==== Текст документа ====

Греческое слово | Значение |
Goao | Плакать, рыдать, стонать, вопить, причитать, оплакивать (кого-либо) |
Goen(мн. ч. goeten) | Чародей, заклинатель (колдующий посредством воплей и стенаний) |
Goetes | Плакальщик |
Goetis(ж.р.) | Ведьма, колдунья |
Goeteia | Колдовство, волшебство |
Goeteuo | Околдовывать, зачаровывать |
Goos | Рыдания, причитания, стоны |
Гоэт (о котором по ряду причин не следовало бы говорить исключительно в мужском роде) изначально не имел ничего общего с образом колдуна-маргинала, противостоящего обществу. Напротив, гоэты практиковали свое искусство открыто и ради блага общества. Позднее этот термин стали употреблять более вольно — как синоним «фармака» (чародея, сведущего в магии растений) и так далее. Но во всех случаях, когда слово «гоэтия» употребляется в нейтральном, безоценочном смысле — как название рода занятий, — его следует рассматривать как производное от слова «гоэт» — наименования человека определенного склада. Иначе говоря, гоэт и его способности определяются не искусством, которым он владеет, а его личными внутренними качествами (его собственным, так сказать, «гоэтством» или «гоэтичностью»). И это вполне естественно для такой фазы культурного развития, в которую магия воспринимается не как узкоспециальная или маргинальная сфера деятельности, а как сила, пронизывающая собой все бытие.

====

● Что сделать:
(A) Ради чего, согласно тексту о гоэтах, гоэты изначально практиковали свое искусство?
(B) Продолжите текст о гоэтах, начав сразу после его последнего предложения.

==== Перечень записей ====

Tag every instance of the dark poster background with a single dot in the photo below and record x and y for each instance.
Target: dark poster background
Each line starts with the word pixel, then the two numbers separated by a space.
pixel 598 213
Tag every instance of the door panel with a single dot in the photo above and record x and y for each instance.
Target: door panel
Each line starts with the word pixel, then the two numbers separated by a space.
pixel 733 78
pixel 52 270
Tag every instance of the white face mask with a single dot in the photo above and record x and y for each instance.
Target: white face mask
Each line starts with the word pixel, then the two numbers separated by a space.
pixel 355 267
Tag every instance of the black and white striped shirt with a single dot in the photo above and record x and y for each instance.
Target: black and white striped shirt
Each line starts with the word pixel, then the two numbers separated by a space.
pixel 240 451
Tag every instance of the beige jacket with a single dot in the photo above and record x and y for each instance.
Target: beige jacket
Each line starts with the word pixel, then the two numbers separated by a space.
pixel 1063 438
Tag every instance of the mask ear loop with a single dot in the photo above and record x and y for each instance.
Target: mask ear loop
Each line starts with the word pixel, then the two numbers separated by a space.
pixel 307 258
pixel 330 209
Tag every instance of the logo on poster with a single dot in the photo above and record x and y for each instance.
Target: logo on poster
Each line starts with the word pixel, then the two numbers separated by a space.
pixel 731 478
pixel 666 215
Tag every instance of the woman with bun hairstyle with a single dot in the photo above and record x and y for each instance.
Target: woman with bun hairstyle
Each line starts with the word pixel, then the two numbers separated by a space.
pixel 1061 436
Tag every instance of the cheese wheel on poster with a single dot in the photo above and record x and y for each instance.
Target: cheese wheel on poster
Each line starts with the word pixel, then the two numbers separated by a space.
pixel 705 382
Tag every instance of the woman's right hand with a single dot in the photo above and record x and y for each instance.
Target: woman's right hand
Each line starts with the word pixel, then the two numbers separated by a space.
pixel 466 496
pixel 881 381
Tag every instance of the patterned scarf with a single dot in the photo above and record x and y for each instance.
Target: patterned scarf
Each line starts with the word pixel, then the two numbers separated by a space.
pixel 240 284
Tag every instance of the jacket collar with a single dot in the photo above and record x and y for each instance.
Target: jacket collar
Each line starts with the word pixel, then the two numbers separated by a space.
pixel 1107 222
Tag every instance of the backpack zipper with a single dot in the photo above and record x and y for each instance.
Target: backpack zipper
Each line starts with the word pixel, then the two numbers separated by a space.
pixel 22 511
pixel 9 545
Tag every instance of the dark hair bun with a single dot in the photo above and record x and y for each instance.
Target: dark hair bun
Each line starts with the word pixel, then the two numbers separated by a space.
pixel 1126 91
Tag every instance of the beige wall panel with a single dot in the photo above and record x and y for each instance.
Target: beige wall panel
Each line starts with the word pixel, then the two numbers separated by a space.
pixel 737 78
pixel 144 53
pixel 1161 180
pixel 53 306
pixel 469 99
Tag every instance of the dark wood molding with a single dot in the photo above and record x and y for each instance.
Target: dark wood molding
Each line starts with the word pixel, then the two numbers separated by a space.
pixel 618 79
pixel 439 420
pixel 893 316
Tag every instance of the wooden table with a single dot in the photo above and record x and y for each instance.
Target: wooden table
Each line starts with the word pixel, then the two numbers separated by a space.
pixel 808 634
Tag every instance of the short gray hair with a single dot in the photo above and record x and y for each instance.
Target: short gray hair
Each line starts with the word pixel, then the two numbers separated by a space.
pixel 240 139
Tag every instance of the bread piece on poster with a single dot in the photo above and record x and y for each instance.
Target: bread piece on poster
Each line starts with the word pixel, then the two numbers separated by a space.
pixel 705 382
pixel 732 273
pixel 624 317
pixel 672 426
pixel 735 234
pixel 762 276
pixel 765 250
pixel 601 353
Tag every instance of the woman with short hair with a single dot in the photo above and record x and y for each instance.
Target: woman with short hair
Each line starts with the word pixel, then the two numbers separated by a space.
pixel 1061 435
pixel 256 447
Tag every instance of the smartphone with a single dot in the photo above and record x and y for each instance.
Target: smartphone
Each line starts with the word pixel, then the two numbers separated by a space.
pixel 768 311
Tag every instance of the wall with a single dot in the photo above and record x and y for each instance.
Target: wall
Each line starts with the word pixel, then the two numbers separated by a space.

====

● Ответы ниже:
(A) Гоэты практиковали свое искусство открыто и ради блага общества.

(B)
В литературных источниках этого мага-плакальщика называли также психогогом (psychogoge), то есть «душеводителем», а между тем второе значение этого термина — «некромант». В трагедии Эсхила (ум. 456 до н.э.) «Персы» описывается работа психогога и магические результаты, к которым ведет акт оплакивания (gooin). В соответствующей сцене тень персидского царя Дария вызывают посредством обрядов, типичных для культа царя-героя, что само по себе весьма показательно:
…А вы, столпившись у надгробья, плачете
И скорбно, заклинаньями и воплями,
Меня зовете…[6]
Здесь важно учитывать и контекст: вторжение в Грецию обернулось для персов катастрофой, и высшая персидская знать решила испросить совета у своего покойного царя, так как считалось, что Дарий еще при жизни мог предвидеть будущее. Цицерон в своем трактате «О дивинации» отмечает: «И никто не может стать царем Персии, если он ранее не изучил учение и науку магов»[7]. Но несмотря на то, что персы у Эсхила изображены знатоками магии, сравнение с другими источниками показывает, что описанные в трагедии обряды в действительности соответствуют обычаям и верованиям греков (откуда бы те их ни почерпнули).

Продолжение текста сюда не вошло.